* _SET PROBLEM_
Please express everything from the line containing "Query: street sign" down to the end of the items, that line included, as a JSON list of strings with one string per line and blank lines left out.

* _DATA TO PROCESS_
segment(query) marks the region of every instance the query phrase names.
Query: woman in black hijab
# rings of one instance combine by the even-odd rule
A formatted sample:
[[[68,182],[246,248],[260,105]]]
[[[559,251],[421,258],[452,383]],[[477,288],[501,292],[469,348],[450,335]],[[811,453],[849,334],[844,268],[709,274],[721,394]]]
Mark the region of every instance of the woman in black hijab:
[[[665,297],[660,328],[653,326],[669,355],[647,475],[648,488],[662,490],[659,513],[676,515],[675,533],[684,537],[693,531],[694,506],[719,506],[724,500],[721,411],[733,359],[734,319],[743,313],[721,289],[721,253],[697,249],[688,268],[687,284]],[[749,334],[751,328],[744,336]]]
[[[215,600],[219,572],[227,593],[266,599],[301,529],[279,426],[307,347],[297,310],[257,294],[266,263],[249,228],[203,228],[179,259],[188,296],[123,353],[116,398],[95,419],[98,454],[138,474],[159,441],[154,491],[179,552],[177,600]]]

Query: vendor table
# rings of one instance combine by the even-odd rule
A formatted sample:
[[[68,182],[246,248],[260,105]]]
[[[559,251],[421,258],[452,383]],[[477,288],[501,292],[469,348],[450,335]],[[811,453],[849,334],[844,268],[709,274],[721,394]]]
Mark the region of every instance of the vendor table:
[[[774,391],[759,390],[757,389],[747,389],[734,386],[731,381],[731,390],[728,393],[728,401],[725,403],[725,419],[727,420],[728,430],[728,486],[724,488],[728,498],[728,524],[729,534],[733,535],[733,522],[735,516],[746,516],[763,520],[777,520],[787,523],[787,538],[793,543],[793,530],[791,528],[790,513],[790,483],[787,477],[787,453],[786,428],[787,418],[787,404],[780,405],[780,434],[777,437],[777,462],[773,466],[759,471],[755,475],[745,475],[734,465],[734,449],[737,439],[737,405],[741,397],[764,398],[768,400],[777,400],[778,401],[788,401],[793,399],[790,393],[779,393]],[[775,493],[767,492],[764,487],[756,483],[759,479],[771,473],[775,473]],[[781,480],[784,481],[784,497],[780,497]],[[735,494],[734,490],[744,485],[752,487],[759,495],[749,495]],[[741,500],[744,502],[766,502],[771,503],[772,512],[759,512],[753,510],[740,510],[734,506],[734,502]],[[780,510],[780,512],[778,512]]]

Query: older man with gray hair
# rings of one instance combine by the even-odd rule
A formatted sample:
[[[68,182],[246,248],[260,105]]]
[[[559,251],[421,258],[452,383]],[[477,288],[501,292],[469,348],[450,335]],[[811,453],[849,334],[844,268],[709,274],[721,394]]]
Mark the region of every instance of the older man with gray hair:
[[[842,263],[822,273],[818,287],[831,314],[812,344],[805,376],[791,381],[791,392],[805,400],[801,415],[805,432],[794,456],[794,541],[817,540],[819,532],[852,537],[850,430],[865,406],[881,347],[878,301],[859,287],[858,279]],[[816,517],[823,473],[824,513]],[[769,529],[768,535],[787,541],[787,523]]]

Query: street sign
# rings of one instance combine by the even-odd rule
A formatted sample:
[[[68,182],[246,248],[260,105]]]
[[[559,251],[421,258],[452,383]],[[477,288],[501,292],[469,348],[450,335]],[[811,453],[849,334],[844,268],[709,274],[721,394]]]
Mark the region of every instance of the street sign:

* _SOLVED PROBLEM_
[
  "Query: street sign",
  "# rings of one instance combine by the even-odd rule",
  "A formatted sample:",
  "[[[68,182],[246,248],[260,105]]]",
  "[[[559,251],[421,258],[452,383]],[[477,288],[501,292],[469,348],[450,335]],[[811,453],[849,334],[844,268],[709,274],[721,394]]]",
  "Mark the region of every instance of the street sign:"
]